Impressionnante histoire culturelle, politique et littéraire de l’Allemagne au XIXe siècle. Où l’on souligne les jalons que connurent les courants démocrates avant qu’il ne se rallient pratiquement totalement à la realpolitik si chère à Bismarck. Où l’on met également en lumière les différences culturelles et politiques qui ont existées entre les mouvements réalistes français et allemands.


Extrait :

Nous proposons d'interpréter l'histoire culturelle de l'Allemagne entre 1848 et 1890, à la lumière de la notion de réalisme. Celle-ci, en effet, se révèle centrale dans le contexte de l'histoire des idées politiques et philosophiques, de l'histoire de l'art et de la littérature, de celle des institutions d'enseignement ou des intellectuels. L'histoire de la notion de réalisme ouvre, par ailleurs, des perspectives décisives sur l'histoire sociale, puisqu'il apparaît que l'engagement en faveur du réalisme conduira à cette époque à une redéfinition de la conception traditionnelle de la Bildung (culture personnelle, éducation, instruction) et du système culturel des classes moyennes bourgeoises, tandis que le rejet du réalisme ira de pair avec la défense d'une conception idéaliste de la culture, en référence à la tradition goethéenne et humboldtienne. Les positions adoptées face au réalisme sont, finalement, un révélateur permettant de reconstruire le « système culturel » de cette bourgeoisie (Bürgertum) qui se représente elle-même comme le juste milieu de la société contemporaine, entre les élites aristocratiques et les « classes dangereuses ».

**DONNÉES ENREGISTRÉES**
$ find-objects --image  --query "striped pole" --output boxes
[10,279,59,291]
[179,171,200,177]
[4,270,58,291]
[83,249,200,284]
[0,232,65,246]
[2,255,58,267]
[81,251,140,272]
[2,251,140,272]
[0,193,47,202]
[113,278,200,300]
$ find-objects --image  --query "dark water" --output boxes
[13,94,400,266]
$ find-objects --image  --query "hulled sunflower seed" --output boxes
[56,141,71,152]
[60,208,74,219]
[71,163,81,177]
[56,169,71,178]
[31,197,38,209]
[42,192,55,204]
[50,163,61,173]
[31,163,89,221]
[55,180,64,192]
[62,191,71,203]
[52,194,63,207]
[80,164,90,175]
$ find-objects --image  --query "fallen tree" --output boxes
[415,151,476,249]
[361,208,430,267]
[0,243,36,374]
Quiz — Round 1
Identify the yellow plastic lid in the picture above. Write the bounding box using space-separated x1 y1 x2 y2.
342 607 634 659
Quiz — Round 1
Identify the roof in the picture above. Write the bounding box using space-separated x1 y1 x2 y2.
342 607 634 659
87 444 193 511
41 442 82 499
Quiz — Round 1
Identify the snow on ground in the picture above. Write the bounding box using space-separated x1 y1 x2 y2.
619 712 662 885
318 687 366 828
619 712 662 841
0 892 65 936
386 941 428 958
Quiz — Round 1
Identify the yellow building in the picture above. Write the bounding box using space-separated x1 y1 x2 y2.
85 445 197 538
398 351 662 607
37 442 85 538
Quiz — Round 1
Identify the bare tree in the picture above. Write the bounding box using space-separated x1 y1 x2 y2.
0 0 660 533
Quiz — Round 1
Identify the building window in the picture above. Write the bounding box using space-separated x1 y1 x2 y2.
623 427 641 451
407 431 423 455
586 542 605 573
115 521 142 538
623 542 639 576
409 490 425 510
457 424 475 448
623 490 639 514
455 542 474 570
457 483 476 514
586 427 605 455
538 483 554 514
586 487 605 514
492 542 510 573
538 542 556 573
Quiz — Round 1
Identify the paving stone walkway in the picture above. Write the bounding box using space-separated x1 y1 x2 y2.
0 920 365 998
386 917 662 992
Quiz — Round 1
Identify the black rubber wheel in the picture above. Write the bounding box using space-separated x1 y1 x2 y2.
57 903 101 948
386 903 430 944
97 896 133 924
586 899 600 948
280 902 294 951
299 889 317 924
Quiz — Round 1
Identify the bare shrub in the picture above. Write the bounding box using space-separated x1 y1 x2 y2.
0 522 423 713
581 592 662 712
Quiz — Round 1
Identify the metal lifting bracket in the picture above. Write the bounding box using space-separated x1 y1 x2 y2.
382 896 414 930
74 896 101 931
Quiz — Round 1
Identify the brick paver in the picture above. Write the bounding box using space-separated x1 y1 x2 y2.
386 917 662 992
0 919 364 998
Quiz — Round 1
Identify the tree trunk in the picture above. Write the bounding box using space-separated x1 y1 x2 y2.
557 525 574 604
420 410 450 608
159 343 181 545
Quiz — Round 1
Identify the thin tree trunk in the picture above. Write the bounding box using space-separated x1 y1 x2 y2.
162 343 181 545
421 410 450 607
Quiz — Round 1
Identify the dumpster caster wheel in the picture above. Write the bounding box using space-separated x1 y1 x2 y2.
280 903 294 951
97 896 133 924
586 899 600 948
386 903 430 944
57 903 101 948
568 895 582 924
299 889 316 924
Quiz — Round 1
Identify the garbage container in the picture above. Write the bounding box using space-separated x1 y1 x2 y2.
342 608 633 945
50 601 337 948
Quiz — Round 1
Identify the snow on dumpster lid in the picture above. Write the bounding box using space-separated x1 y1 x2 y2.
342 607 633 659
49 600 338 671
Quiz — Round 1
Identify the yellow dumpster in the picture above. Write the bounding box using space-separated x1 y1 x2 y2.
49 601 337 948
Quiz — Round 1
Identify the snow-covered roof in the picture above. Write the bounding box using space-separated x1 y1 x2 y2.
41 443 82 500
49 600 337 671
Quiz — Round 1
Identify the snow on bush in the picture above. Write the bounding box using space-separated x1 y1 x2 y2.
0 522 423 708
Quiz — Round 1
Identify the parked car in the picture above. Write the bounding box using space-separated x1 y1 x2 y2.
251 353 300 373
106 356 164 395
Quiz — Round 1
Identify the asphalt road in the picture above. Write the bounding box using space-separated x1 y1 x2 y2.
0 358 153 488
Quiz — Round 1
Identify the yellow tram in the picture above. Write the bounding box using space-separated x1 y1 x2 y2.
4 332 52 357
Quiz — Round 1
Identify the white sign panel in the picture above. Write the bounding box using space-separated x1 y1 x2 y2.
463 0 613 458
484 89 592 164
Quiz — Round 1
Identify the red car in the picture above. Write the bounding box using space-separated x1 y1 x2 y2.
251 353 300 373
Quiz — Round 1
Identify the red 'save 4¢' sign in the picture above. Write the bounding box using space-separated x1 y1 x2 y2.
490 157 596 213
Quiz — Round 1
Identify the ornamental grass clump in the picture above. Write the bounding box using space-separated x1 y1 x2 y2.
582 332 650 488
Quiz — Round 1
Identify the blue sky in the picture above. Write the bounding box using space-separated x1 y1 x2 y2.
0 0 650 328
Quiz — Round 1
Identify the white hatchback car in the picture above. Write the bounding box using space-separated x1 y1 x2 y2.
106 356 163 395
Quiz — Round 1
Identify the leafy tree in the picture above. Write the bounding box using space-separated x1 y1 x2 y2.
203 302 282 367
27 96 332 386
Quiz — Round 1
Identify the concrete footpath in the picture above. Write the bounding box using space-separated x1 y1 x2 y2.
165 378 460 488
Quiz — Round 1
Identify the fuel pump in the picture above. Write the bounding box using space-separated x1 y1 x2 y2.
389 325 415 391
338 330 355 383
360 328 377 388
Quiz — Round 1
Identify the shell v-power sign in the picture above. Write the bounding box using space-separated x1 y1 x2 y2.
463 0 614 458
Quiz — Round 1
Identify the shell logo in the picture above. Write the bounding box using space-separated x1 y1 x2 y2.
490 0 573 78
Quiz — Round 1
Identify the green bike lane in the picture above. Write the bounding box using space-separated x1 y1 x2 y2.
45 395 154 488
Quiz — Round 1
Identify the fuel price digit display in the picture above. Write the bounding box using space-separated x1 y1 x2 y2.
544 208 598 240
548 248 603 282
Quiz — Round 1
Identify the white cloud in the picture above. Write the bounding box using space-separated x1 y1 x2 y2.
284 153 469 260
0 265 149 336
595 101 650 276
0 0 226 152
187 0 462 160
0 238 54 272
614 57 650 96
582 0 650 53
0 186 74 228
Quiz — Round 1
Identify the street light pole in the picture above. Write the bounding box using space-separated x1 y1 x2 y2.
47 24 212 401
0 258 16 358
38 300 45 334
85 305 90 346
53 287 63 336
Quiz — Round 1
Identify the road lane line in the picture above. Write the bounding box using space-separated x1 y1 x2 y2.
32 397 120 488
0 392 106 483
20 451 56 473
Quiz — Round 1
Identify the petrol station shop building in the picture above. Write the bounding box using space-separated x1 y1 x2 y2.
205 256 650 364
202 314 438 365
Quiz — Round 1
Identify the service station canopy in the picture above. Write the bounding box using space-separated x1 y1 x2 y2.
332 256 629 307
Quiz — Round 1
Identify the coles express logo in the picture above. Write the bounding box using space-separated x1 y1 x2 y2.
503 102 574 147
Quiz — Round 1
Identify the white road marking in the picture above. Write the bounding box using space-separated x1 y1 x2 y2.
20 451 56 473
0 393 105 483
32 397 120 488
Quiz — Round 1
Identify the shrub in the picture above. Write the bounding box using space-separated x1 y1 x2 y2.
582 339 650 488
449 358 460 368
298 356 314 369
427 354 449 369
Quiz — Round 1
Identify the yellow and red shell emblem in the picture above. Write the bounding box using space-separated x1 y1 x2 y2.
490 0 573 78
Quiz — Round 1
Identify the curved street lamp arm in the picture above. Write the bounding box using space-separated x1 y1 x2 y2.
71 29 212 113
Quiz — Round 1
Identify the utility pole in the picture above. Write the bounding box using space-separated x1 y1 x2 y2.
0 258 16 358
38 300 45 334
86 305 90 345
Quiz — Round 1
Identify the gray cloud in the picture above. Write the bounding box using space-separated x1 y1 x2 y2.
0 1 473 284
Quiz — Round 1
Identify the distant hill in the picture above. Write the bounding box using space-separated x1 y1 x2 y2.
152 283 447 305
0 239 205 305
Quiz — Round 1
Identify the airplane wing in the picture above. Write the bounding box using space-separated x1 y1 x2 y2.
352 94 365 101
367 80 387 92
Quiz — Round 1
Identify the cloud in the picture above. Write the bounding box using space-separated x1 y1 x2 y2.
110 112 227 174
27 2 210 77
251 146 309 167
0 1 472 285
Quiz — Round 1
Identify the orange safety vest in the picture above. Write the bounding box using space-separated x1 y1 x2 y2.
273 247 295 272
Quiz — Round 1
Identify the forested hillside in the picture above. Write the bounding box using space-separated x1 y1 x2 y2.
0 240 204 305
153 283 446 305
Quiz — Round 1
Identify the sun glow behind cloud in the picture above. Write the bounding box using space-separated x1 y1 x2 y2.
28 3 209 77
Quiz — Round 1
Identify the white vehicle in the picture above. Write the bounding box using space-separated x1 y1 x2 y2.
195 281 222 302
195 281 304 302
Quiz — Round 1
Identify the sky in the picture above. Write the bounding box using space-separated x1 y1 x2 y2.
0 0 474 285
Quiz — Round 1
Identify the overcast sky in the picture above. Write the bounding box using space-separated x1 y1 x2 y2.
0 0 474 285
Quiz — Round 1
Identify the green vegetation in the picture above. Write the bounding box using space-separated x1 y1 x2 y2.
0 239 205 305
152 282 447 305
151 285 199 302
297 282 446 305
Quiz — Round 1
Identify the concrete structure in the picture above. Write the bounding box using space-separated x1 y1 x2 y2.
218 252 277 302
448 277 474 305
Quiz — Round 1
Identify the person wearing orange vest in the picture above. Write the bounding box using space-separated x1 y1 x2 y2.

**CONSIGNES**
**A)** Répondez à ces questions sur le texte consacré au réalisme en Allemagne, une réponse par ligne, marquée comme la question :
(i) Quelles années limitent la période que l'extrait propose d'étudier ?
(ii) Dans le paragraphe qui précède l'extrait, quels mouvements sont comparés sur le plan culturel et politique ?
(iii) À quelle tradition renvoie la conception idéaliste de la culture ?
**B)** D'après le texte consacré au réalisme en Allemagne, pourquoi l'histoire de la notion de réalisme ouvre-t-elle des perspectives sur l'histoire sociale ? Répondez en une à trois phrases.
**C)** Prolongez le texte consacré au réalisme en Allemagne à partir de sa dernière phrase.

**RÉPONSES**
**A)**
(i) 1848 et 1890.
(ii) Les mouvements réalistes français et allemands.
(iii) À la tradition goethéenne et humboldtienne.

**B)** À cette époque, l'engagement en faveur du réalisme mène à redéfinir la conception traditionnelle de la Bildung et le système culturel des classes moyennes bourgeoises. À l'inverse, le rejet du réalisme va de pair avec la défense d'une conception idéaliste de la culture.

**C)**
Cet essai d'histoire culturelle s'inspire librement du modèle de l'histoire des concepts (Begriffsgeschichte) de Reinhart Koselleck (1923-2006). Dans un texte intitulé « Histoire des concepts et histoire sociale ‘ », celui-ci montre que l'histoire des concepts, qui se fonde sur l'analyse et l'interprétation des textes et des discours, et se conçoit comme une modalité de l'histoire culturelle, se rattache aussi à l'histoire sociale. L'histoire de la notion de réalisme est, ainsi, selon cette approche, indissociable de la notion de bourgeoisie (Bürgertum)2 Les limites chronologiques de notre étude (1848-1890) restreignent, certes, la perspective diachronique généralement adoptée par Koselleck dans ses travaux d'histoire des concepts. Mais toute notion, et celle de réalisme ne fait pas exception à la règle, se définit à une époque donnée en fonction de ses significations antérieures : on est ainsi conduit, pour cerner la tradition allemande du réalisme, à remonter jusqu'au classicisme weimarien.
Au lendemain des mouvements révolutionnaires de 1848, de leur répression en 1849 et de la restauration du néo-absolutisme en Prusse, en Autriche et dans toute la Confédération germanique, l'idéalisme de la période Vormärz (les décennies qui avaient précédé la révolution de mars 1848) est brisé. Mais le comportement de la plupart des acteurs de la période 1850-1871 sera marqué par la mémoire des événements révolutionnaires de 1848-1849. Quoi qu'il en soit, la décennie 1849-1859, pour les libéraux allemands, est une période caractérisée par le marasme : l'appel à un « nouveau réalisme », lancé par Rochau dès 1853, n'est encore qu'une pétition de principe.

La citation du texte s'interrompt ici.